▸ Directive:
Show every line in the items that contains the word "muddy", treating uppercase and lowercase as different.

Data listing
--------------------------------
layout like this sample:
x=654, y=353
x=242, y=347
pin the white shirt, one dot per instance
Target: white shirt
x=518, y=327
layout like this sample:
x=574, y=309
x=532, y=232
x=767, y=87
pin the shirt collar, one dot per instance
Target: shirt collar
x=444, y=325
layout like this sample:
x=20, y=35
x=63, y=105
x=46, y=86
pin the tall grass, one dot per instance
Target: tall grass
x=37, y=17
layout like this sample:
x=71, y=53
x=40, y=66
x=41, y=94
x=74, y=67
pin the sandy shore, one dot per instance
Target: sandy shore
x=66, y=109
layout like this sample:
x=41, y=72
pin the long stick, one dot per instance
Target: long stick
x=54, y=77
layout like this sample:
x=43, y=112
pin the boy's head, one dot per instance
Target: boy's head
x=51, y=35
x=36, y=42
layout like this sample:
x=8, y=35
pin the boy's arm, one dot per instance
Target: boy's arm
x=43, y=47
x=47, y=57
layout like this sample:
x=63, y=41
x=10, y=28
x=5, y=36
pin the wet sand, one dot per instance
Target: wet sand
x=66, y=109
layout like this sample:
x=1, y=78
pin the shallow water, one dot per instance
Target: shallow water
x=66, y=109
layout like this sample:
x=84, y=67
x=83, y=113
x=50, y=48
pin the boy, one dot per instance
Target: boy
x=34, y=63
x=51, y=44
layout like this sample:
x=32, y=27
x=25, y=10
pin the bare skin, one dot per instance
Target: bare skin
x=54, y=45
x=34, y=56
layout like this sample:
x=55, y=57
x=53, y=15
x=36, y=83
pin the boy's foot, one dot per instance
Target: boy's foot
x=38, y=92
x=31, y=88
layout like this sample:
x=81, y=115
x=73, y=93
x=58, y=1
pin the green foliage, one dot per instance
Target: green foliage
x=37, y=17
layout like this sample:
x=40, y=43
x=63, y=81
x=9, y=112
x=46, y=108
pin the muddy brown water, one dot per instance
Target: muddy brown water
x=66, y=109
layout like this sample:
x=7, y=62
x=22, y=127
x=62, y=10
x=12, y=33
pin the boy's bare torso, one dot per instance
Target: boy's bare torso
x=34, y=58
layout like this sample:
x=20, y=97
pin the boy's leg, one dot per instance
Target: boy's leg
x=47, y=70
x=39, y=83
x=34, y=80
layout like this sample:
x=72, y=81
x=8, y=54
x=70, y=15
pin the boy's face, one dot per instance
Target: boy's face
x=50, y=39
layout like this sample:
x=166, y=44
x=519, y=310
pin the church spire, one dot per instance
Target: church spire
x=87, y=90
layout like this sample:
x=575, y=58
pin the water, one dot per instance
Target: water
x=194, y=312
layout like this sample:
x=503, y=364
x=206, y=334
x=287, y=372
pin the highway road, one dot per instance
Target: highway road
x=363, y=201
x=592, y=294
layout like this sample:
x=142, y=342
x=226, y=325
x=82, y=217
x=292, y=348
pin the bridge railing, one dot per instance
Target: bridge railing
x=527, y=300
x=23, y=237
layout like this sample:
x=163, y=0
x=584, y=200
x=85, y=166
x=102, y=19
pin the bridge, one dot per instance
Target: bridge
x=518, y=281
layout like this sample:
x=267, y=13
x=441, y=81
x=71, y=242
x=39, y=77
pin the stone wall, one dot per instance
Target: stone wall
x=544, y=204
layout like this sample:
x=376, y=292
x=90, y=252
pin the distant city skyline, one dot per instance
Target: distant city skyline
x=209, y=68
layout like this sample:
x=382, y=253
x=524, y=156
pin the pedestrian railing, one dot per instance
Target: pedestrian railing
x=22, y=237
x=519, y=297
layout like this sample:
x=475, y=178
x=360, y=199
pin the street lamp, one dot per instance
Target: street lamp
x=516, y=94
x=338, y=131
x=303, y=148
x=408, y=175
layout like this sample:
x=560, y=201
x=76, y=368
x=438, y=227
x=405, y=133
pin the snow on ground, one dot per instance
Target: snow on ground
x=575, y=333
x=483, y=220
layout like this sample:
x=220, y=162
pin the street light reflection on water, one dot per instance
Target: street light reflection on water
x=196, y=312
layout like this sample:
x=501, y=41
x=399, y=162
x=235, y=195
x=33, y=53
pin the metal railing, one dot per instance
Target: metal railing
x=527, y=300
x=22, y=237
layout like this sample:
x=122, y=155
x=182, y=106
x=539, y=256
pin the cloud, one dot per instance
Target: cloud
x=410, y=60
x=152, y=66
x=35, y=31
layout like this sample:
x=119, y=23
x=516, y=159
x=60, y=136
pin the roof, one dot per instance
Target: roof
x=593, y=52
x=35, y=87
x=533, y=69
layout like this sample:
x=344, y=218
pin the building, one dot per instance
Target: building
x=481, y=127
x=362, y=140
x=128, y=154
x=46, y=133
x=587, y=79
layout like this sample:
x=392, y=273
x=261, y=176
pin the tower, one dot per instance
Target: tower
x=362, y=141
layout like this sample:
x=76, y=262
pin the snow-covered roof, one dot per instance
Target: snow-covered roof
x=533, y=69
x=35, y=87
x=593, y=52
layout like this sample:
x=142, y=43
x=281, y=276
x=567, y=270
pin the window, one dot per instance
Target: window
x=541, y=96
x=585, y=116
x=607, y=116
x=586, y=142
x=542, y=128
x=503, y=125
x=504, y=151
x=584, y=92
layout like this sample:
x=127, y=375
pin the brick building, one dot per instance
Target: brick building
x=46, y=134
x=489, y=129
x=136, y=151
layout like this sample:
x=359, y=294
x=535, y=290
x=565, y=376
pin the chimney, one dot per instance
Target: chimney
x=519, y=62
--------------------------------
▸ The answer:
pin the muddy brown water, one dot per instance
Target: muddy brown water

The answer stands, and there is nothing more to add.